## TASK OBJECTIVE
Every line below needs to be printed again exactly, without any of its pictures.

## DATA EXTRACT
....
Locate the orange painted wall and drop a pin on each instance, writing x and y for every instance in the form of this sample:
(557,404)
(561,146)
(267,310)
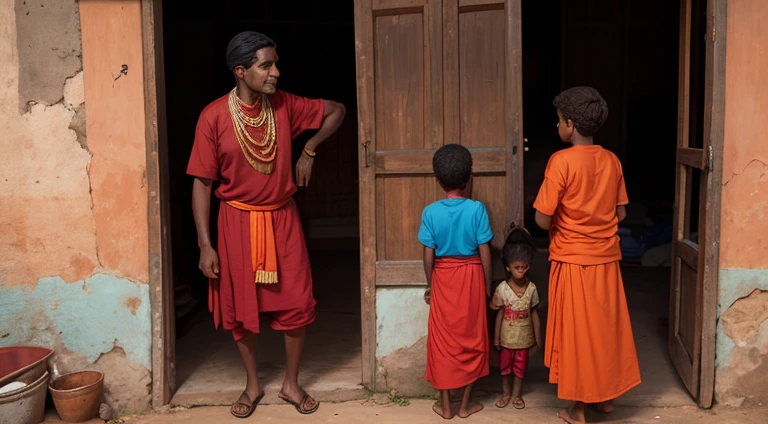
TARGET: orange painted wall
(114,95)
(744,220)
....
## ANSWER SECTION
Locate the orange painted wall and drop a pin on each instance, writing x and y for every instance in the form of this sample:
(557,404)
(561,146)
(267,310)
TARGET: orange painted wall
(114,95)
(744,220)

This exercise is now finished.